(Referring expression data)
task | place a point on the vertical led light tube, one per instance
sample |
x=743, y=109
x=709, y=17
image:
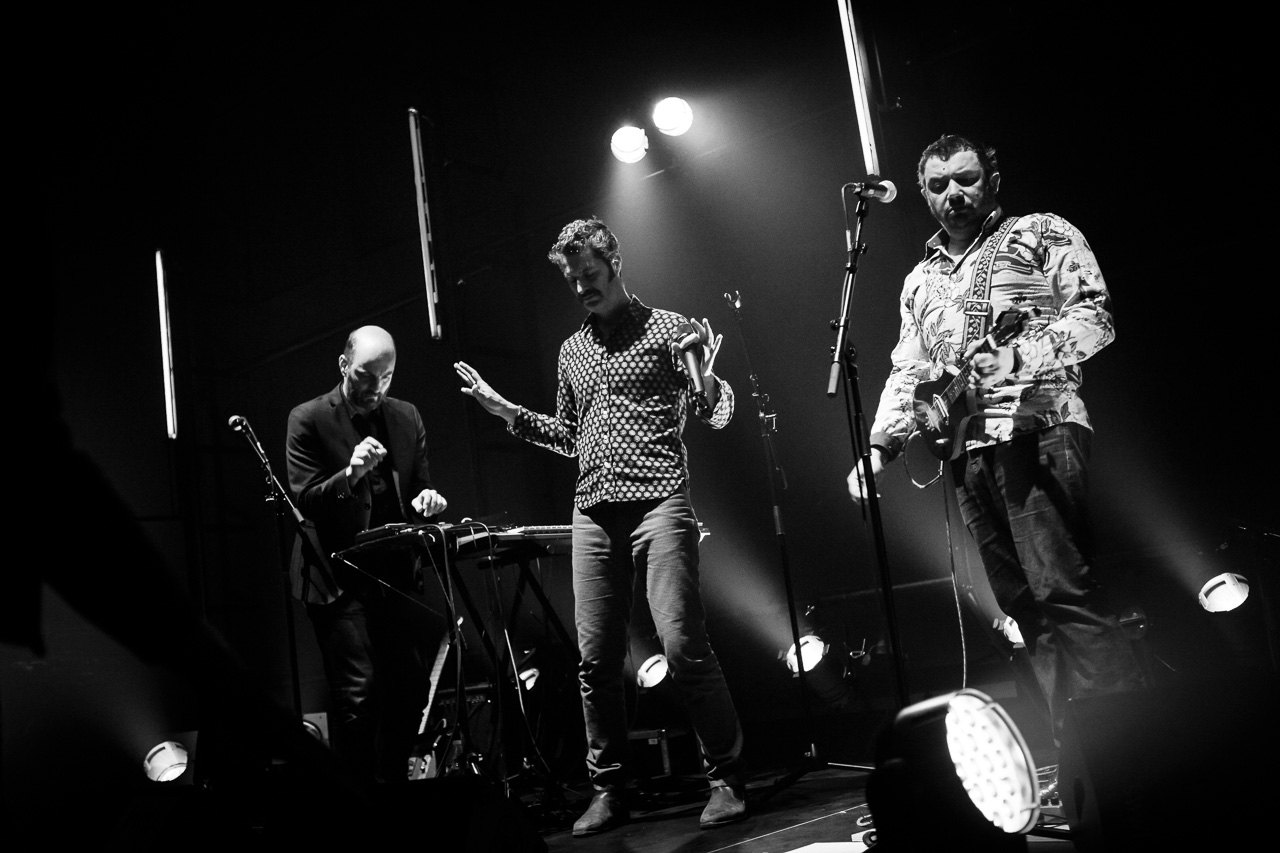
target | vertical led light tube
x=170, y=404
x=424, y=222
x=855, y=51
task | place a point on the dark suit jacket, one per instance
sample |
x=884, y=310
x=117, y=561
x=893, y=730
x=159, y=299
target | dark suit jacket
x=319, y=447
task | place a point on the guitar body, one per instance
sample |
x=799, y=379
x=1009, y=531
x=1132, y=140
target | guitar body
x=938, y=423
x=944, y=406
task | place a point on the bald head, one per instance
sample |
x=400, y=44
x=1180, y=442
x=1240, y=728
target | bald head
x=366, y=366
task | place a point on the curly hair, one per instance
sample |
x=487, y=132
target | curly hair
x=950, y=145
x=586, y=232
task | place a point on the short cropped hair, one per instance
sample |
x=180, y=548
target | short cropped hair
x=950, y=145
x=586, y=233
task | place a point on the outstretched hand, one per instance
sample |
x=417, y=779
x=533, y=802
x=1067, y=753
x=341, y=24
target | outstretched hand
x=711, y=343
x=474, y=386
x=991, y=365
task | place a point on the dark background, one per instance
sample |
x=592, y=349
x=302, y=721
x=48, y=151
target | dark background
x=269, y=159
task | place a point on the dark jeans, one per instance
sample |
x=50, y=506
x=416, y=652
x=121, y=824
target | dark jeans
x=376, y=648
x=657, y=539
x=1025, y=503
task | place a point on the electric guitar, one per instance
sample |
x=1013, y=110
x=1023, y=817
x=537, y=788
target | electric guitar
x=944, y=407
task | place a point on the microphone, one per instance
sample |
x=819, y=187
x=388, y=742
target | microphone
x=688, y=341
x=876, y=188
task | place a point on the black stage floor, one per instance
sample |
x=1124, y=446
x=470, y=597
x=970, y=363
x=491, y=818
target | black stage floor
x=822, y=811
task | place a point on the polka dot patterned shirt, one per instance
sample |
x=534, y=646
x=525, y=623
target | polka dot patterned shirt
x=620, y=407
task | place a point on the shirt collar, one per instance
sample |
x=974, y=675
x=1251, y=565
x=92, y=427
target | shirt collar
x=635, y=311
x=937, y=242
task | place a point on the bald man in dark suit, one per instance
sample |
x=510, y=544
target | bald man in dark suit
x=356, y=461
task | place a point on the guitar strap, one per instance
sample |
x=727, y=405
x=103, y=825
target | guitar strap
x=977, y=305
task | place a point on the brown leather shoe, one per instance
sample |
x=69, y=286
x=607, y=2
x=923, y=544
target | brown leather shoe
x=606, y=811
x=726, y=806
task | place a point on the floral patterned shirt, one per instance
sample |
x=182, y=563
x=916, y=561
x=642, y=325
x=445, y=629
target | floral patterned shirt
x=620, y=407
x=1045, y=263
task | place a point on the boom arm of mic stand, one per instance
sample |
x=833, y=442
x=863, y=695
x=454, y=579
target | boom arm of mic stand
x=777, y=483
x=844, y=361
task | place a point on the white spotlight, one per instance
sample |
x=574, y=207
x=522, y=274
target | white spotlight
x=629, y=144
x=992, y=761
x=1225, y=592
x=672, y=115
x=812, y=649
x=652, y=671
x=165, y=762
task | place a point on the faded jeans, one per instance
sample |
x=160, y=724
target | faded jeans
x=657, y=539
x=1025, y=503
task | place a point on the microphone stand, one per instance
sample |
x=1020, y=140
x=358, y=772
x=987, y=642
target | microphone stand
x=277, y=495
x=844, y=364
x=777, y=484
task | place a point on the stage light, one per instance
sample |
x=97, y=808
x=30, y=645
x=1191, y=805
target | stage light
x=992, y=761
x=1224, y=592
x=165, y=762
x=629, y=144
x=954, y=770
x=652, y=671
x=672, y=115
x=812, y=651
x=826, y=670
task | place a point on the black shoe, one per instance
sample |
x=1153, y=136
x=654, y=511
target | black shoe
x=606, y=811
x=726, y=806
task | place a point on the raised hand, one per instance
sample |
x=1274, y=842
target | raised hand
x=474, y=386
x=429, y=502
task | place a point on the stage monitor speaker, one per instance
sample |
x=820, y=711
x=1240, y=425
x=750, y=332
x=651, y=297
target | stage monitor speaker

→ YOUR ASSIGNMENT: Make an exact copy of the records shown above, without the pictures.

→ EXERCISE OUTPUT:
task | place a point on the vertical led light tube, one per instance
sample |
x=743, y=109
x=709, y=17
image:
target | vertical led light tube
x=170, y=404
x=424, y=222
x=855, y=51
task | place a point on the dark suit jacket, one per instance
sample |
x=884, y=310
x=117, y=561
x=893, y=730
x=159, y=299
target | dark suit jacket
x=319, y=447
task | place a point on the guitar body, one per instance
sample |
x=799, y=379
x=1009, y=531
x=1132, y=140
target | guitar body
x=938, y=423
x=944, y=406
task | place a point on the bald head, one per instance
sample |
x=400, y=44
x=1180, y=442
x=1240, y=728
target | bald head
x=366, y=366
task | place a point on the curly hair, one per instance
sample |
x=487, y=132
target | curly hair
x=950, y=145
x=586, y=232
task | place a point on the short cropped hair, one per instance
sample |
x=180, y=548
target | short cropped hair
x=950, y=145
x=586, y=233
task | place a point on the outstretched hand, one per instance
sample |
x=417, y=779
x=533, y=802
x=1067, y=753
x=341, y=24
target | outstretched hand
x=711, y=343
x=474, y=386
x=991, y=365
task | place a point on the dark background, one per instance
sample |
x=592, y=349
x=302, y=721
x=48, y=151
target | dark background
x=269, y=159
task | place a point on the dark jeans, one per instance
sample |
x=50, y=506
x=416, y=652
x=121, y=824
target | dark jeans
x=376, y=648
x=657, y=539
x=1025, y=503
task | place a point on the electric guitar, one per instance
sample |
x=1013, y=110
x=1023, y=817
x=537, y=788
target | electric guitar
x=944, y=407
task | place a point on the microphone, one per instance
sample |
x=819, y=187
x=388, y=742
target | microphone
x=688, y=341
x=876, y=188
task | place a point on the black stage floor, one per instance
sample |
x=1124, y=446
x=470, y=597
x=970, y=363
x=491, y=818
target | black stage floor
x=822, y=811
task | place a point on the polka dot patterned shirt, one per instance
sample |
x=534, y=646
x=525, y=623
target | polka dot patterned shirt
x=620, y=407
task | place a point on the shirt collar, one per instance
sample |
x=974, y=675
x=1251, y=565
x=92, y=427
target | shirt collar
x=635, y=311
x=937, y=242
task | place a point on the bald man in dark suit, one per instance
sample |
x=510, y=544
target | bald man in dark suit
x=356, y=461
task | place a point on the guitar strap, one per instance
sample |
x=727, y=405
x=103, y=825
target | guitar strap
x=977, y=305
task | place a point on the brown leather shoe, one per instance
sample |
x=69, y=286
x=607, y=2
x=923, y=544
target | brown leather shoe
x=606, y=811
x=726, y=806
task | place a point on the floral patterned shirt, one per instance
sample |
x=182, y=563
x=916, y=561
x=642, y=325
x=445, y=629
target | floral patterned shirt
x=620, y=407
x=1045, y=263
task | place a point on the boom arm of mic stand, one per instance
sample |
x=833, y=442
x=863, y=695
x=454, y=579
target | boom arm of mic stand
x=777, y=483
x=844, y=361
task | place a point on the white spotlight, one per instance
sample |
x=574, y=207
x=522, y=274
target | white spotlight
x=629, y=144
x=992, y=761
x=1225, y=592
x=672, y=115
x=812, y=649
x=652, y=671
x=165, y=762
task | place a point on the faded jeans, one per instance
sample |
x=160, y=724
target | faded jeans
x=657, y=539
x=1025, y=503
task | place a point on the microphone stand, one per instance
sample |
x=1020, y=140
x=358, y=772
x=987, y=642
target | microphone stand
x=277, y=495
x=844, y=364
x=777, y=484
task | place a point on the stage light, one per instance
sample |
x=97, y=808
x=30, y=645
x=1191, y=805
target | stage light
x=992, y=761
x=1224, y=592
x=165, y=762
x=629, y=144
x=954, y=770
x=652, y=671
x=672, y=115
x=812, y=651
x=826, y=670
task | place a point on the black shoe, one per instance
sample |
x=1153, y=136
x=654, y=511
target | black shoe
x=606, y=811
x=726, y=806
task | place a point on the raised hand, one per instance
sample |
x=1274, y=842
target | raised hand
x=474, y=386
x=429, y=502
task | place a point on the stage monitor speaker, one per instance
sample |
x=820, y=711
x=1240, y=425
x=750, y=332
x=651, y=297
target | stage monitor speaker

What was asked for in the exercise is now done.